● **WHAT THE TASK ASKS**
Collect each line of the material below that contains the word "wall", and copy those lines out unchanged.

● **SOURCE DATA**

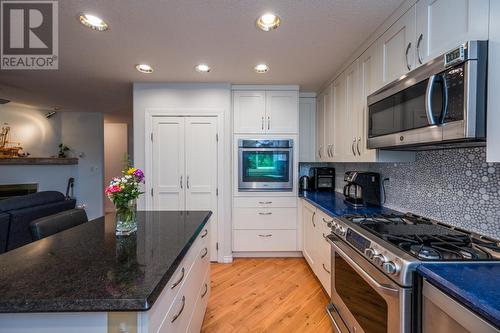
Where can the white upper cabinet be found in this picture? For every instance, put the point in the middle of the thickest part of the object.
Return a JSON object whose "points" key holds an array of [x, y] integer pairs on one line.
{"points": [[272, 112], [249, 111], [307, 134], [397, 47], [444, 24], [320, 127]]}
--
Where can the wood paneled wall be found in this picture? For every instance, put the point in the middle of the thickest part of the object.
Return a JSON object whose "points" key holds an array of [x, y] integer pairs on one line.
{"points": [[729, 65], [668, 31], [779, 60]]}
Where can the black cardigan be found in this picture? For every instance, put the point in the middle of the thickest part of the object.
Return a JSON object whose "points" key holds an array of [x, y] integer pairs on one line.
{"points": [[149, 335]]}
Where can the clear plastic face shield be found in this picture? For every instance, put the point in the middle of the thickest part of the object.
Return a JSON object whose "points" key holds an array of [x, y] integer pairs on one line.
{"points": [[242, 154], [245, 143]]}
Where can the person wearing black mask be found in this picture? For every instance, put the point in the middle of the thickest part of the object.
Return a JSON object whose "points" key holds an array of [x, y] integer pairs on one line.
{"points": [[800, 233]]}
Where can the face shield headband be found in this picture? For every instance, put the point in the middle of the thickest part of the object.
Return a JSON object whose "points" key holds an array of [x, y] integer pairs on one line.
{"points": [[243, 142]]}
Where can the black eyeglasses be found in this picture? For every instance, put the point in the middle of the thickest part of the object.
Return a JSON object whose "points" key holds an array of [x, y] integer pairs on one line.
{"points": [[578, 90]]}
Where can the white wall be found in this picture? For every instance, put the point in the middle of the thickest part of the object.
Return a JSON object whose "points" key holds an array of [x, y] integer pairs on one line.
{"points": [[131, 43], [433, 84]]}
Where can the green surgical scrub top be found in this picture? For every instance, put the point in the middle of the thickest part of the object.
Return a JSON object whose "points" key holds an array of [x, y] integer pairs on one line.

● **ANSWER FOR THE TASK**
Where can the wood paneled wall be found in this picture? For every instance, put the point in the middle of the thickest part of the object.
Where can the white wall be found in this picture? For every instance, put the point in the middle of the thickest part of the object.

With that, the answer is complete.